* _Excerpt provided_:
Do you want your research to have social impact?

‘I could claim that my research leads to better use of development funding. But that is not the main reason I do this research. I really enjoy learning to understand these sorts of processes better. One of the things I have found out is that we have no idea how people learn. We make the assumption: I go to a village, I tell you how to use artificial fertilizer and then you tell others, and the knowledge spreads like wildfire through the village. Very many development projects work on this principle. But that’s not how it works. In Rwanda we gave some of the villagers in what are known as ‘village banks’ lessons about money matters. They used the knowledge and improved their way of working. But when we later brought other people from these village banks together, it turned out they hadn’t learned anything. Conclusion: the course participants didn’t pass on the knowledge. We noticed the same thing in an agricultural project in Malawi. Farmers don’t pass the knowledge on unless they are paid to do so. An awful lot of development projects fail because we assume that our knowledge automatically spreads. And it doesn’t.’

I want people to see that there is serious economics going on in Wageningen

This is more like anthropology than economics.

‘We are in the border zone between economics and anthropology. But unlike much anthropology, all our research is quantitative. We count and measure and put the results into a regression framework so as to calculate correlations and causal relations. This sometimes amazes anthropologists.’

In 2014 the economics journal The Economist called you the best economist in the Netherlands.

Data listing:
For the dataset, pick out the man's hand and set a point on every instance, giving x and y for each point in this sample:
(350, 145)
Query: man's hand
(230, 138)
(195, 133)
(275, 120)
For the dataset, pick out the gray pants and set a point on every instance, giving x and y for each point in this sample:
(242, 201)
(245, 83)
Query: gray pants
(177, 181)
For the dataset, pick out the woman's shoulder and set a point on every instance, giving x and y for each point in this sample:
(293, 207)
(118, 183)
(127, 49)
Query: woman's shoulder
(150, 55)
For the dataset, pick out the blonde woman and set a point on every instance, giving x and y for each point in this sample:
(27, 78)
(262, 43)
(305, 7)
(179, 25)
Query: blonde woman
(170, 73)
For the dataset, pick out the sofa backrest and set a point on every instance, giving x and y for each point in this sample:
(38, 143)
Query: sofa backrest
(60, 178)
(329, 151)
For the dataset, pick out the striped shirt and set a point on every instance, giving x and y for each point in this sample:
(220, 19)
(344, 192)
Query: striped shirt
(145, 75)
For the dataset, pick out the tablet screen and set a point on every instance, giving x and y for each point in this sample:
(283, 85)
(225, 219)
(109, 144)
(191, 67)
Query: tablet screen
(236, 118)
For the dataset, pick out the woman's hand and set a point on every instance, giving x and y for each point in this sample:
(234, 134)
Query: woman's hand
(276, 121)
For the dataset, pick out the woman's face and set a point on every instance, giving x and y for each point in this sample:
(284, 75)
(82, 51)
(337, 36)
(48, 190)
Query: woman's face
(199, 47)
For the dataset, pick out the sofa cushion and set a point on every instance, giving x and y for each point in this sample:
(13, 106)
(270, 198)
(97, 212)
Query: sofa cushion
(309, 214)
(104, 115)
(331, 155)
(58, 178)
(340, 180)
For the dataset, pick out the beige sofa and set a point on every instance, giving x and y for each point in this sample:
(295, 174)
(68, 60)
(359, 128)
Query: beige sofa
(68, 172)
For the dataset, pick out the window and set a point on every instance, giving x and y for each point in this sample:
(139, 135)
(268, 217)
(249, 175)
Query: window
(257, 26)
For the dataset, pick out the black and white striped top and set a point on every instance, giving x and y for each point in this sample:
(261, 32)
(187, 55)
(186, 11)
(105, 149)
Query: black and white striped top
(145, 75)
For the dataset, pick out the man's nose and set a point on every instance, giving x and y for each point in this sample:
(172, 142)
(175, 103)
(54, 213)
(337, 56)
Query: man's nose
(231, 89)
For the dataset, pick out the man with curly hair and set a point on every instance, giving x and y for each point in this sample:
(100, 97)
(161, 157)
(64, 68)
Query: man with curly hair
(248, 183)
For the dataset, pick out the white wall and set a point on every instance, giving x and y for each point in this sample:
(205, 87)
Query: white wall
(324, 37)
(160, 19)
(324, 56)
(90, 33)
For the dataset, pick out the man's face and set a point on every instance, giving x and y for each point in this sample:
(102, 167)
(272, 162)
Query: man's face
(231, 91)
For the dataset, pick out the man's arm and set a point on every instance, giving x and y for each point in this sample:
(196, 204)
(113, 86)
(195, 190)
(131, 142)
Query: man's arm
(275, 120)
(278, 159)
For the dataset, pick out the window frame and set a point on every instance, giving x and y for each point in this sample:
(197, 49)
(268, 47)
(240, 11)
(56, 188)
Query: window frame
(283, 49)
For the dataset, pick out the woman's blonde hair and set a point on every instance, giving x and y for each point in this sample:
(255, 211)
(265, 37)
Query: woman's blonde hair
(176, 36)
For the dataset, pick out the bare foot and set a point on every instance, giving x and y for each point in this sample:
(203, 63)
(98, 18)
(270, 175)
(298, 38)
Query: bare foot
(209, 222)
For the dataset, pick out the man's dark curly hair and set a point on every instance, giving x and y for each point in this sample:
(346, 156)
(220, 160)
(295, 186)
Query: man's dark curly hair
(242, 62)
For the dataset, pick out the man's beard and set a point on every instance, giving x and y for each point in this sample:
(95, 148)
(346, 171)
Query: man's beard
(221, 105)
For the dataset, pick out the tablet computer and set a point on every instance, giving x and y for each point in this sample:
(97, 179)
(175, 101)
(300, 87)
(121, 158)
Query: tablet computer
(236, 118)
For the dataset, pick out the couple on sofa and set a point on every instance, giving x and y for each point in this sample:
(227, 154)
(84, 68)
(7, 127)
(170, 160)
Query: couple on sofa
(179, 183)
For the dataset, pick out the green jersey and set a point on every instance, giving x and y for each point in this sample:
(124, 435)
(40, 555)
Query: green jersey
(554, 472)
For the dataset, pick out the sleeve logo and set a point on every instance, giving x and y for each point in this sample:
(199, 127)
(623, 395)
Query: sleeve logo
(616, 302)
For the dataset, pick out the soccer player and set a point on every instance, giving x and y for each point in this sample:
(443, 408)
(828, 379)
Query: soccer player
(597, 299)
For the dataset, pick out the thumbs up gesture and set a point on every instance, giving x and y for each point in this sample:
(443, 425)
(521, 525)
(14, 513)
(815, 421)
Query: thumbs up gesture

* _Objectives_:
a - Answer these questions from the interview excerpt:
(i) In which country did villagers in village banks get lessons about money matters?
(ii) In which country was the agricultural project where the same thing was noticed?
(iii) In what year did The Economist call the interviewee the best economist in the Netherlands?
b - Revise the interview excerpt, everything from "This is more" down to "in the Netherlands.", putting "numerical" in place of "quantitative".
The items have nothing to do with this work.

* _Set of answers_:
a -
(i) Rwanda
(ii) Malawi
(iii) 2014

b -
This is more like anthropology than economics.

‘We are in the border zone between economics and anthropology. But unlike much anthropology, all our research is numerical. We count and measure and put the results into a regression framework so as to calculate correlations and causal relations. This sometimes amazes anthropologists.’

In 2014 the economics journal The Economist called you the best economist in the Netherlands.